- Your instructions
Show every line of the listing below that contains the word "pairs" by copying each such line in full.

- Data listing
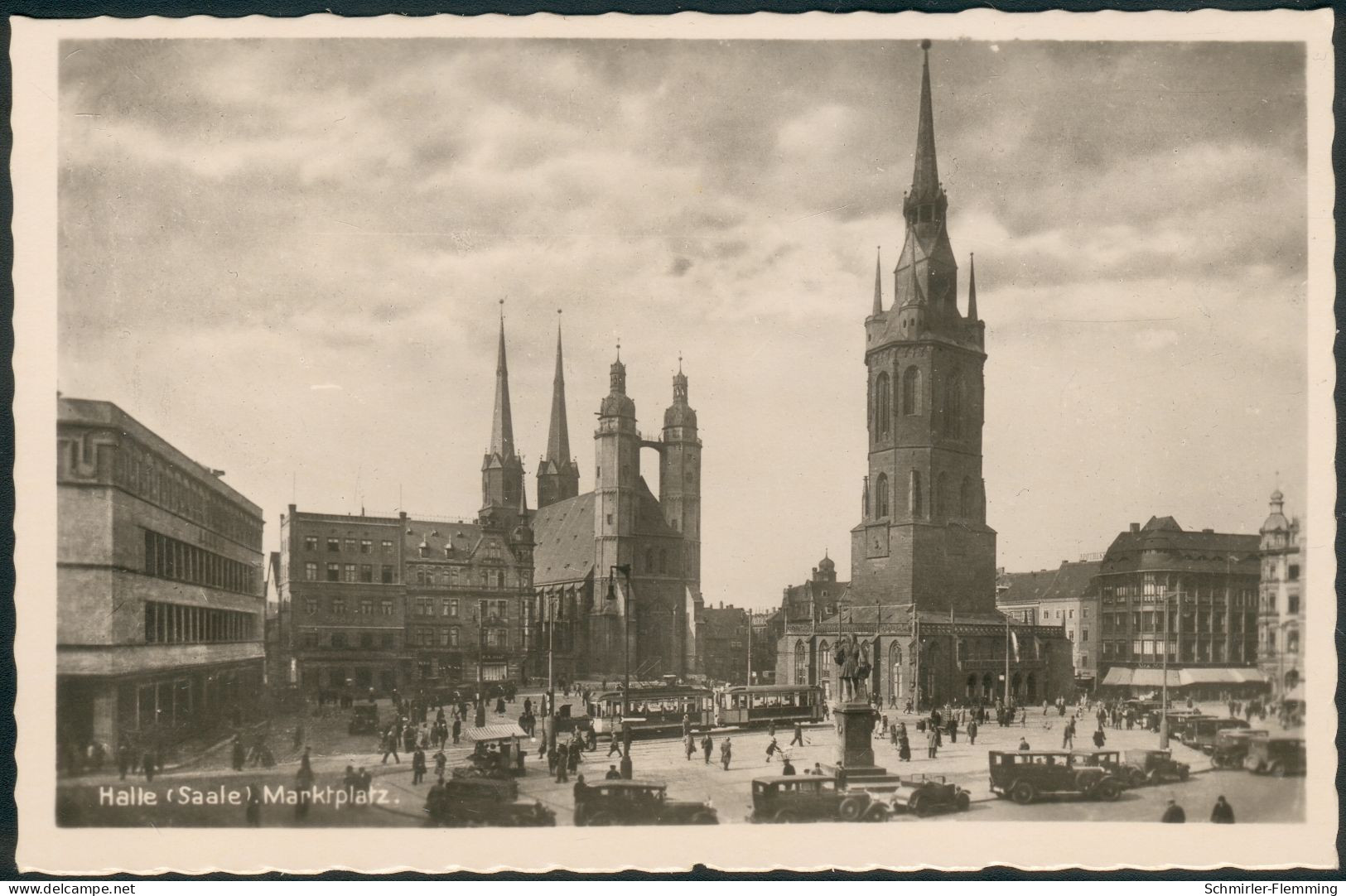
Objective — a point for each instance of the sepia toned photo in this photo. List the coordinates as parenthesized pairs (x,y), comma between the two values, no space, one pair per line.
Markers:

* * *

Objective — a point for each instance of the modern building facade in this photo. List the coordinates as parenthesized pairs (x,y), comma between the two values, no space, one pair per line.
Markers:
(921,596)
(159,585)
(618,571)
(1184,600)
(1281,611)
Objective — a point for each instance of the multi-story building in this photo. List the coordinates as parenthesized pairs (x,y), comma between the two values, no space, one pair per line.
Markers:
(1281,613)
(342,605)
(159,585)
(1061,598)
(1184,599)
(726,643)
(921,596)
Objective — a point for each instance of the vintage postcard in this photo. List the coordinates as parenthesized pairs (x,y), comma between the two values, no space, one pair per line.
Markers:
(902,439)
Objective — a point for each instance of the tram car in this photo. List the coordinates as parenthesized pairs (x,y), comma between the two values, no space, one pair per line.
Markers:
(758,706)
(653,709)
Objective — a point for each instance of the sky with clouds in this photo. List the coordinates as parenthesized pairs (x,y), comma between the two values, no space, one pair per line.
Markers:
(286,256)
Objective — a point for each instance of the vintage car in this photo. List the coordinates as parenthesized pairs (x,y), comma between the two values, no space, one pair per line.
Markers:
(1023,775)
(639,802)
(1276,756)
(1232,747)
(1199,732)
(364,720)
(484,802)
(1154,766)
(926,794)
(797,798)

- Solution to the exercise
Objective — a point for each instance of the sepia toned photo in this photo. List the coordinates as parenthesized pairs (x,y), comma between the two values, no space, one pair per line.
Objective — a point for each instance of the modern building facade in this photo. List the coordinates as parenthesized pairs (x,y), comma between the two values, no space, one pair per line.
Objective — a point for each instance of the multi-story building in this photo. List the coordinates as parenthesized pairs (x,y), comma between the two values, no space, one pair per line.
Objective — a point for each instance of the vintage postcard in this photo. List the coordinates as parenthesized pairs (x,y), comma between the two values, no space, one pair per line.
Objective — a point for each instance of the tram car in this photo. List the coordinates as parenthesized pairs (x,y), comma between the two values, no space, one pair per line.
Objective — a point for each instance of the sky with clouds in this photo. List the coordinates as parenthesized pairs (x,y), comma between the two values, no space, one pair per line.
Objective — a point for each instance of the vintage car in this photo. List the coordinates as parenthesized pairs (x,y), comma between the two values, no space, one pair per line.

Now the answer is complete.